Given data -
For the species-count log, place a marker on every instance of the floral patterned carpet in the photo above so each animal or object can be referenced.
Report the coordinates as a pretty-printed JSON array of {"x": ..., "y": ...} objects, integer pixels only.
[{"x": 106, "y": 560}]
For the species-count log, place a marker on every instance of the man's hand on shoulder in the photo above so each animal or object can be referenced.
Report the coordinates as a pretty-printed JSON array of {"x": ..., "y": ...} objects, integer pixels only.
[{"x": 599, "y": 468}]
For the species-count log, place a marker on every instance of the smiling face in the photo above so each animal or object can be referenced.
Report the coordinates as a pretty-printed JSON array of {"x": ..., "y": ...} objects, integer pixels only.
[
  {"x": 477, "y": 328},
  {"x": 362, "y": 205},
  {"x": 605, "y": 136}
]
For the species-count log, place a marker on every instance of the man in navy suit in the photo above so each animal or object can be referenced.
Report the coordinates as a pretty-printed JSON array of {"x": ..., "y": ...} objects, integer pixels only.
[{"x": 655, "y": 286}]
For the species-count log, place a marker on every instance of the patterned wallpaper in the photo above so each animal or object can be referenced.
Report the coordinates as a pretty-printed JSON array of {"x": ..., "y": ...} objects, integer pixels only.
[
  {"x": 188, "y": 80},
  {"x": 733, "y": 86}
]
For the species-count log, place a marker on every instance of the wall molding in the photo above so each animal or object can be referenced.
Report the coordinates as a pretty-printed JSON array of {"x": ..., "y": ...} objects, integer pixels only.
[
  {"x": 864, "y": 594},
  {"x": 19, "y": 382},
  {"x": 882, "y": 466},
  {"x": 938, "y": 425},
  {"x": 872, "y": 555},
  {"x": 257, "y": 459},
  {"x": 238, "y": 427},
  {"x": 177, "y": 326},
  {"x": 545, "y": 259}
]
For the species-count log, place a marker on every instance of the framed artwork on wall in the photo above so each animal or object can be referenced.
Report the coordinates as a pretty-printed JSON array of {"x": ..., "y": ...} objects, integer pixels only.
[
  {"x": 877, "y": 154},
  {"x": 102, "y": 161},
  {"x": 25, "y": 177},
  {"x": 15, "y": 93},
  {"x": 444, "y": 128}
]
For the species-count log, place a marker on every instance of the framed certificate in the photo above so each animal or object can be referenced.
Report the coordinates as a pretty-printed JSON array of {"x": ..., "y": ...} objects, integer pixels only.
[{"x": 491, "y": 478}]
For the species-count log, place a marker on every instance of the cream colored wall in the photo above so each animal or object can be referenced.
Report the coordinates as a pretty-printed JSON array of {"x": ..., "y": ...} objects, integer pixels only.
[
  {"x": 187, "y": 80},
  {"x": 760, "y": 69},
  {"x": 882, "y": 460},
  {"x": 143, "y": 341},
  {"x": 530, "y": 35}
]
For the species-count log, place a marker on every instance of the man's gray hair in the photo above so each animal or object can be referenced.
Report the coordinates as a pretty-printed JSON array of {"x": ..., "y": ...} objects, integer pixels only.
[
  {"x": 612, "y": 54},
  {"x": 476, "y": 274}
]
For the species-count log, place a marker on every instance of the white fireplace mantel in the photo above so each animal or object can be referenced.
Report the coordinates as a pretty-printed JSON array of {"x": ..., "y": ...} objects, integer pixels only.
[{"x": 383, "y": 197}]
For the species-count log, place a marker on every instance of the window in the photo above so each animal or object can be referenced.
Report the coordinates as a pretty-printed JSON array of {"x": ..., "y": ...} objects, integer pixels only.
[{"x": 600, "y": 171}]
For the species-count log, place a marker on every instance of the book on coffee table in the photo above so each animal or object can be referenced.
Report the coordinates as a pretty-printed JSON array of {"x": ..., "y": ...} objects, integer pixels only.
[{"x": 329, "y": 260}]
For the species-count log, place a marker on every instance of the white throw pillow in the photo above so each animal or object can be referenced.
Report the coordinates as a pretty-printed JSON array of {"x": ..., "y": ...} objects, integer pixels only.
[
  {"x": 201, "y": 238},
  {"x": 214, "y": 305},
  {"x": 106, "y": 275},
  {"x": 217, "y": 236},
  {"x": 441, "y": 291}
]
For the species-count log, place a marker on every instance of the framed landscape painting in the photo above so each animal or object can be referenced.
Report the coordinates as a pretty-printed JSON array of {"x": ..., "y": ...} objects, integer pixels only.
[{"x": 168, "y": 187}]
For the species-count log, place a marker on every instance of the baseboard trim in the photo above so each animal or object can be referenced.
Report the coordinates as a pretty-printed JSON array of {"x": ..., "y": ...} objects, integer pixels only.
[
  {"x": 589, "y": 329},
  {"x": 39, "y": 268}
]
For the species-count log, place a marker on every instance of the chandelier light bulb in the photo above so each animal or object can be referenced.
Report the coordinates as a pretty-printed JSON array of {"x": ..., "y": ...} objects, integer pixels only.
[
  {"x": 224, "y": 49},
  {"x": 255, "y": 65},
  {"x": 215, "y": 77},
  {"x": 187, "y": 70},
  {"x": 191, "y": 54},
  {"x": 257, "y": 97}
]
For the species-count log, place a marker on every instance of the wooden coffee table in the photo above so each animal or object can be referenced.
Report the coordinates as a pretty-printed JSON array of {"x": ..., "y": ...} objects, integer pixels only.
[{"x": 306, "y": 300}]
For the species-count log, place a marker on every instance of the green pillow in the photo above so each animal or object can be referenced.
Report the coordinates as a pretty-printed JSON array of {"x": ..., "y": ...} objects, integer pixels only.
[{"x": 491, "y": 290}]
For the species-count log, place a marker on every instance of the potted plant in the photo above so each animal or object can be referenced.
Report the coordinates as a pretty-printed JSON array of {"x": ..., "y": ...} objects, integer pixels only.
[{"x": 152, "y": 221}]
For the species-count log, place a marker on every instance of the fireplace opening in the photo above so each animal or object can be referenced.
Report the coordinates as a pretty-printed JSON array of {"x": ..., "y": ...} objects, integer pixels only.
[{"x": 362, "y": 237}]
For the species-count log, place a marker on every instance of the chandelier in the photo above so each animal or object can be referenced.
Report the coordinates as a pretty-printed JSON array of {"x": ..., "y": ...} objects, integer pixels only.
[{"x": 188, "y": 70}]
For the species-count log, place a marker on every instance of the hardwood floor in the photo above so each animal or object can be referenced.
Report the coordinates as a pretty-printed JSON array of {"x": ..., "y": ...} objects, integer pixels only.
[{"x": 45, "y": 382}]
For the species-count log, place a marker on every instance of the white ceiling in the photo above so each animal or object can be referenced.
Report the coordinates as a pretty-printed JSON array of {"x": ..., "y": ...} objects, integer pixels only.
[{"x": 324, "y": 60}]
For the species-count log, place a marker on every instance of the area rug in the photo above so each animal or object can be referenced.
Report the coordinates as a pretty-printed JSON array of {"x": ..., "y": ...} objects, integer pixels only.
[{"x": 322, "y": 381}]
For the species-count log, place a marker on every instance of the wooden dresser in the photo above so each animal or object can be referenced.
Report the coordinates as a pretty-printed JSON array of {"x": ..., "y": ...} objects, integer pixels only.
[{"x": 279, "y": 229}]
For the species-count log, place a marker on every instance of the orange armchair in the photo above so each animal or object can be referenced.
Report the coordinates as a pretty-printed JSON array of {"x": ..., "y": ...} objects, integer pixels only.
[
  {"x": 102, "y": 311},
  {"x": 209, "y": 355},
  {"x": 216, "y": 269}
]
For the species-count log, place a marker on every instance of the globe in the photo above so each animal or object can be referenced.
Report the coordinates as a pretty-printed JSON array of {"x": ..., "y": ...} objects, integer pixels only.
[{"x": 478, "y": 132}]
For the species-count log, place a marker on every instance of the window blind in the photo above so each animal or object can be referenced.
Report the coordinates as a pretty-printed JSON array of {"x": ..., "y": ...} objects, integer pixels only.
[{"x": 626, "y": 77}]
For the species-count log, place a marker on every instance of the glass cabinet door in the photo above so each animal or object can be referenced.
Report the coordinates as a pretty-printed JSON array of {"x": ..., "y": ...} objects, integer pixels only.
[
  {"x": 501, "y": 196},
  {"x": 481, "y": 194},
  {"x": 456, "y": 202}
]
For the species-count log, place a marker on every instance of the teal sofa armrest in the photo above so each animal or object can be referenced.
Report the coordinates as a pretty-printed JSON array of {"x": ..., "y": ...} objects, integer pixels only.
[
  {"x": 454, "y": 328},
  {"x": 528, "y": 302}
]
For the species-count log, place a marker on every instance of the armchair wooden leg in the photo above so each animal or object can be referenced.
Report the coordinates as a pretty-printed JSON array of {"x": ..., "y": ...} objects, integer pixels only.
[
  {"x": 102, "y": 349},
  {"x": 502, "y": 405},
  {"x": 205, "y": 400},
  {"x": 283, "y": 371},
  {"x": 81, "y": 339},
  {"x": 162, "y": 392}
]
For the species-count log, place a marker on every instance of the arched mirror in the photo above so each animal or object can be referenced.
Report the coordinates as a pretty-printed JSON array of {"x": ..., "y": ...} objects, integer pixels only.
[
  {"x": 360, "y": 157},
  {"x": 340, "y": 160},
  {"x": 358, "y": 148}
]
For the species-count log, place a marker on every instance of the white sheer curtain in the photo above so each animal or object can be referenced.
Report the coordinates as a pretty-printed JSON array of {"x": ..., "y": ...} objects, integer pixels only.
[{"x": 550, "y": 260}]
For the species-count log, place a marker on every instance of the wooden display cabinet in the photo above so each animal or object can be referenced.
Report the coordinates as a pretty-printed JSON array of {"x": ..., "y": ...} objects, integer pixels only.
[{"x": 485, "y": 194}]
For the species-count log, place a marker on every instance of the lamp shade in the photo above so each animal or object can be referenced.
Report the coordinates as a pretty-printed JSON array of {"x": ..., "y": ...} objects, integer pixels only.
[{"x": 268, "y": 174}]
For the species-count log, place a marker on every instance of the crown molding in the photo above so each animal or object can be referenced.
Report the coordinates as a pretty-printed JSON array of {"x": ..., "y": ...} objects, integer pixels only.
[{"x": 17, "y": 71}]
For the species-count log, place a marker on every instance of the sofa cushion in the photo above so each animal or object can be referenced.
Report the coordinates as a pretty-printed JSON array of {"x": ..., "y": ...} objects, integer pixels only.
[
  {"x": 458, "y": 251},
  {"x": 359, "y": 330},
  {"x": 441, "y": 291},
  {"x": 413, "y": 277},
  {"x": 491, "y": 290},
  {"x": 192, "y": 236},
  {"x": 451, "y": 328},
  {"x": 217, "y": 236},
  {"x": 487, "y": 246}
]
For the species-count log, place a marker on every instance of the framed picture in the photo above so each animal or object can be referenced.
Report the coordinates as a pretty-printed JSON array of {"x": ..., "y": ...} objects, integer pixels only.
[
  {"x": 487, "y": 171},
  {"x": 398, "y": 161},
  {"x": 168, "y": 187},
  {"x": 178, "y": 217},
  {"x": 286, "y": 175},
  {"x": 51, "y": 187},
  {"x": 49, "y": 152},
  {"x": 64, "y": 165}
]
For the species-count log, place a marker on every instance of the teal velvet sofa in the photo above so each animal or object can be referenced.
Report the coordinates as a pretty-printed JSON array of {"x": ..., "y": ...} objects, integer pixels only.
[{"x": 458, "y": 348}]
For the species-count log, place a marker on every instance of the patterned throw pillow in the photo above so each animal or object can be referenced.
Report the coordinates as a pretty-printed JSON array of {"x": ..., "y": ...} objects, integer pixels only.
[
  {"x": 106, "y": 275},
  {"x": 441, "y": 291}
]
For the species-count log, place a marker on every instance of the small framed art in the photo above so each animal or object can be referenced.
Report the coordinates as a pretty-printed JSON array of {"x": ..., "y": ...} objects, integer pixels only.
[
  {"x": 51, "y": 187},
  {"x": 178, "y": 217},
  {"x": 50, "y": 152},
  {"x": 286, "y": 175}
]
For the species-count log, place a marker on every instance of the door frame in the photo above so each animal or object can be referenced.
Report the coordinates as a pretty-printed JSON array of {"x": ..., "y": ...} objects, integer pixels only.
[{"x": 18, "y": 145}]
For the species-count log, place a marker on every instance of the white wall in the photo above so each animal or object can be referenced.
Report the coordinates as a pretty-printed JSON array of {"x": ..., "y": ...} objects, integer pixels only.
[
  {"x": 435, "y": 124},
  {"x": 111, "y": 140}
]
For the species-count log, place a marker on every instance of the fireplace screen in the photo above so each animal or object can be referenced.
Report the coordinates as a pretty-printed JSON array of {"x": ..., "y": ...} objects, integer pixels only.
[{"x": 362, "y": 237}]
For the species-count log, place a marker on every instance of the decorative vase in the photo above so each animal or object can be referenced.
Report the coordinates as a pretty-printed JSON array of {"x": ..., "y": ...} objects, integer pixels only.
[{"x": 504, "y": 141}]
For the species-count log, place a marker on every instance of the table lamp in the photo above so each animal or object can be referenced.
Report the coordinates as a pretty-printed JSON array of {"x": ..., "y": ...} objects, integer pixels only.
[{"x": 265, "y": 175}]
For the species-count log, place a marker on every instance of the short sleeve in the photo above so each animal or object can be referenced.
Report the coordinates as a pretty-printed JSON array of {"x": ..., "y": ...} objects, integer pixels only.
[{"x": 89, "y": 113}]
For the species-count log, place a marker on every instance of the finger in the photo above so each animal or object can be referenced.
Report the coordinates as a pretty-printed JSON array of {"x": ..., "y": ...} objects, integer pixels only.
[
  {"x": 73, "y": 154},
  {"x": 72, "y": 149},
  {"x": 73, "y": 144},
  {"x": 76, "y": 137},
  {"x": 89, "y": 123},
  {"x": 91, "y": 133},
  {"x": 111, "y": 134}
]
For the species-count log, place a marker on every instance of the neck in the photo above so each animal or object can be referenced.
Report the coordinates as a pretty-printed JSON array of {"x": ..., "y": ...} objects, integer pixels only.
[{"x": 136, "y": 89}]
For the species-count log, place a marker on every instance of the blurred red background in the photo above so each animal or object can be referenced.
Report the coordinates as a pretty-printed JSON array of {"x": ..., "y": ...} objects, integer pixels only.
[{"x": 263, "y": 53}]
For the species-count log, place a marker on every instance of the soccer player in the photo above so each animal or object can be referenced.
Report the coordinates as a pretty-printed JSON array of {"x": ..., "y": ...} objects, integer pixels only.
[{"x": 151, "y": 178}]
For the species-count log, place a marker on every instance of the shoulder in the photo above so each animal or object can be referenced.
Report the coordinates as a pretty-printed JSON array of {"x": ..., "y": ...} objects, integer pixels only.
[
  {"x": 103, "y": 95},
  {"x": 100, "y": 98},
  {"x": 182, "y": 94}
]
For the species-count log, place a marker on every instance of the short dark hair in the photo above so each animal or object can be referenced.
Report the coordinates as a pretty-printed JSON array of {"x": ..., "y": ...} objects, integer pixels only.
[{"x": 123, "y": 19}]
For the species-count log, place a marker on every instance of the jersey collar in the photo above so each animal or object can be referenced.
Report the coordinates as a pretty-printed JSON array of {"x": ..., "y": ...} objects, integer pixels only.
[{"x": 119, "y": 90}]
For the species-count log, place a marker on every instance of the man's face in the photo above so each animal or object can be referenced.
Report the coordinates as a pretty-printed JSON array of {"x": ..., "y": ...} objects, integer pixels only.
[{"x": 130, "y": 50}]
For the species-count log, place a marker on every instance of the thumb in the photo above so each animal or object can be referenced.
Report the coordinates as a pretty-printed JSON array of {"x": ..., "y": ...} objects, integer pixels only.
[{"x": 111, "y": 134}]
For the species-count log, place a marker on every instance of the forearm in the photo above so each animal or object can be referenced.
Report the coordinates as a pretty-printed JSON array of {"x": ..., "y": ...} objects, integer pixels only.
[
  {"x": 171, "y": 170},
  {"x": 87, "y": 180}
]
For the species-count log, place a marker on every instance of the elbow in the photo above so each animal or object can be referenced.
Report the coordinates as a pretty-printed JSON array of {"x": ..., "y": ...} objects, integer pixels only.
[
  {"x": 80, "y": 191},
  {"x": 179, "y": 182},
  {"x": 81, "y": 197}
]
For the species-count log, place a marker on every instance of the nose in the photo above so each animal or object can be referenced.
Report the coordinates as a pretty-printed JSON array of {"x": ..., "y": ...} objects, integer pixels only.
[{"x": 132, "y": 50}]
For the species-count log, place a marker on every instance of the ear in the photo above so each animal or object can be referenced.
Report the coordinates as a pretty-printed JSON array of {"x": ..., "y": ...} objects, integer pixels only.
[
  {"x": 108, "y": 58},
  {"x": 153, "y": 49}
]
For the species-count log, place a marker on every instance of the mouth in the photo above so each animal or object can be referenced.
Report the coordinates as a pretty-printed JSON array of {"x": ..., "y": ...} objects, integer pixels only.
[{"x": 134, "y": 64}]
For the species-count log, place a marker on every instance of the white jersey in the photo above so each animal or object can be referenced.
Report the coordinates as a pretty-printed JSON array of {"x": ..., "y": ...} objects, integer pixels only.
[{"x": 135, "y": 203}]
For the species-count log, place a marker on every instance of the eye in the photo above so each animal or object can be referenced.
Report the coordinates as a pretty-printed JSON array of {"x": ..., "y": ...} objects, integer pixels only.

What you should do -
Scan the lines above for "sofa", then copy every one that has it.

Task solution -
For the species-count log, place a marker on every instance of the teal sofa armrest in the photo above so each animal or object can be referenced.
For the species-count log, place a marker on every instance of the sofa cushion in the photo above so each animal or object can be referenced.
For the species-count log, place a marker on every instance of the teal velvet sofa in the photo above so each animal or object can be referenced.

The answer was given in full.